Data extract
***
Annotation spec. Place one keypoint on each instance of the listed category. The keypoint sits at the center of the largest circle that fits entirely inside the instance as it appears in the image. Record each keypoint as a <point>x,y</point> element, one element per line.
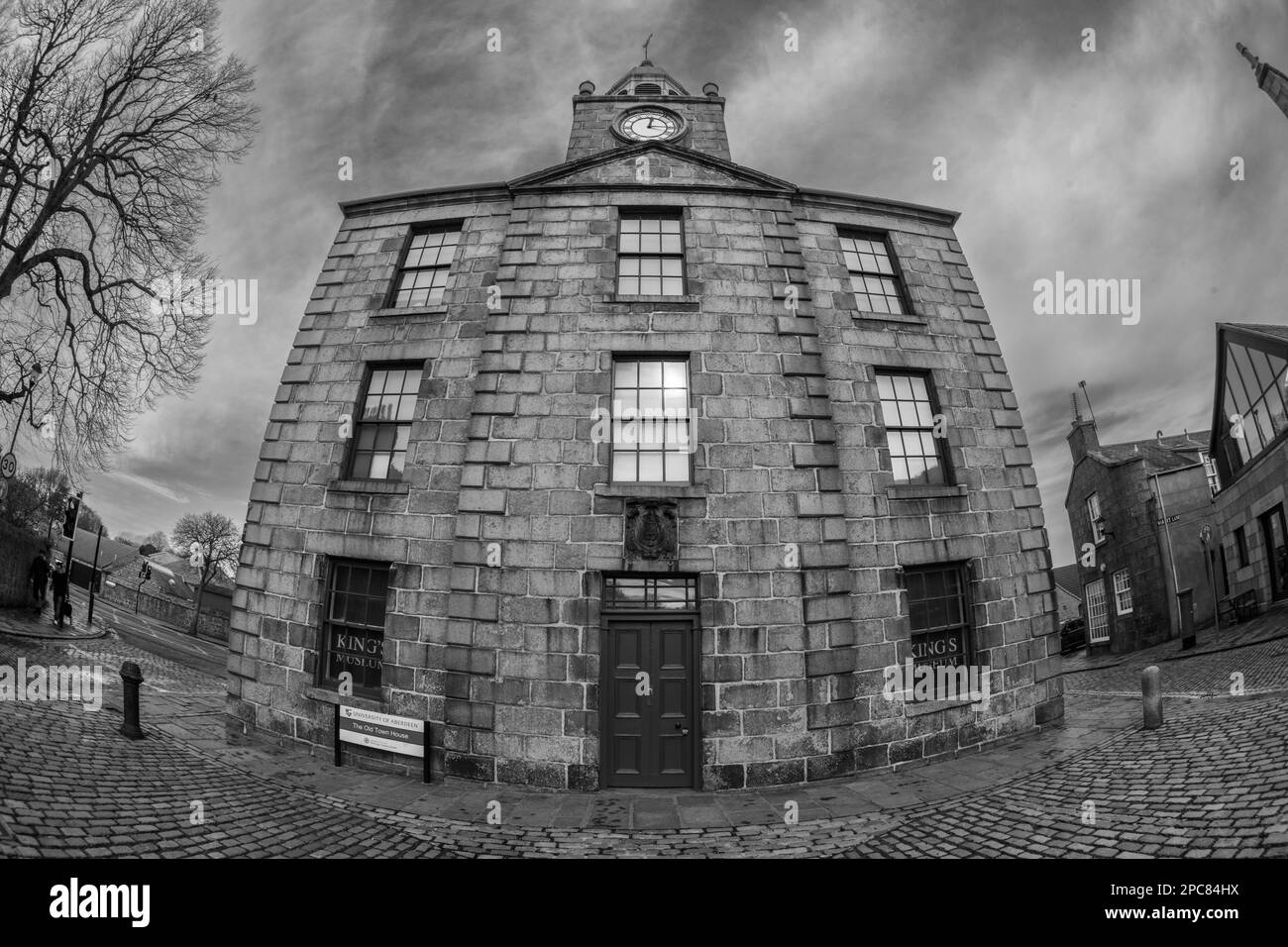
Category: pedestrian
***
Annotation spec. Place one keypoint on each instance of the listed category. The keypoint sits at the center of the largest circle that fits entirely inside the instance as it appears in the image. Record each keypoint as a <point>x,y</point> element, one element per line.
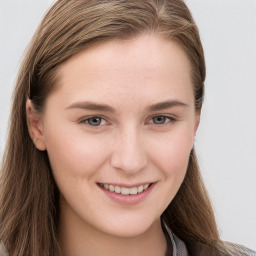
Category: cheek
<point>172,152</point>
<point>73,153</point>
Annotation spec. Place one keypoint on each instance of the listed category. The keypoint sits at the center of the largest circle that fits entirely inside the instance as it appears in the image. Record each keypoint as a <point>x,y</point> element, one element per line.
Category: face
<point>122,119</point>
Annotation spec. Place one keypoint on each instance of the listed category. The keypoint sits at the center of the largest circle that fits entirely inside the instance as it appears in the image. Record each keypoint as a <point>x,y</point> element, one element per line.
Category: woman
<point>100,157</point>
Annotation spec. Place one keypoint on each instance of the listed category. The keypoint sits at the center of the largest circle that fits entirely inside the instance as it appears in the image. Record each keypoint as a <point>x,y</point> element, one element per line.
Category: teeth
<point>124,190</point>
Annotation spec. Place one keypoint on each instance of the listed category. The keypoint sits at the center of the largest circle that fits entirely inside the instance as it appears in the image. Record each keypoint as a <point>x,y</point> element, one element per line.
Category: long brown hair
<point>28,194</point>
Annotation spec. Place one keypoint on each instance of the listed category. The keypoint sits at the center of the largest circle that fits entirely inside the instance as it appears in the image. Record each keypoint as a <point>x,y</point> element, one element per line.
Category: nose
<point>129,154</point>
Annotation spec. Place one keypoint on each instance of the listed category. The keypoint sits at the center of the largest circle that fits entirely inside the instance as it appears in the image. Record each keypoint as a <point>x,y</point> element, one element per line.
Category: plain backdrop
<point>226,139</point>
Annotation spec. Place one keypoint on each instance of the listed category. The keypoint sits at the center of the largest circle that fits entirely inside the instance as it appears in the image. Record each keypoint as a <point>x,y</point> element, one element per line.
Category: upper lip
***
Work instruction
Find "Category: long brown hair" in the entries above and copy that whole line exactly, then each line after it through the line that contains "Category: upper lip".

Result of the task
Category: long brown hair
<point>28,194</point>
Annotation spec. Place one keypoint on each instance of the listed category. The keypoint sits at the center of the largest circle that fits entirely inside the instance as it appears in the image. Record each keypoint as a <point>x,y</point> element, one element per line.
Category: nose
<point>129,154</point>
Annotation spec. Place one keypoint on each instance of the listed category. The keypoint sits at the center of the largest circle that fits entirely inside the instance as it appears in the image. Record each keypoint as a <point>x,y</point> element, one element per line.
Category: plain backdrop
<point>226,139</point>
Annotation spec. Place one keypoint on each instance of the listed category. The keypoint sits at the center of the largest circle that fits entirely inside the instance as it appears in the image. Record each keypoint as a <point>x,y</point> element, one element per line.
Category: upper lip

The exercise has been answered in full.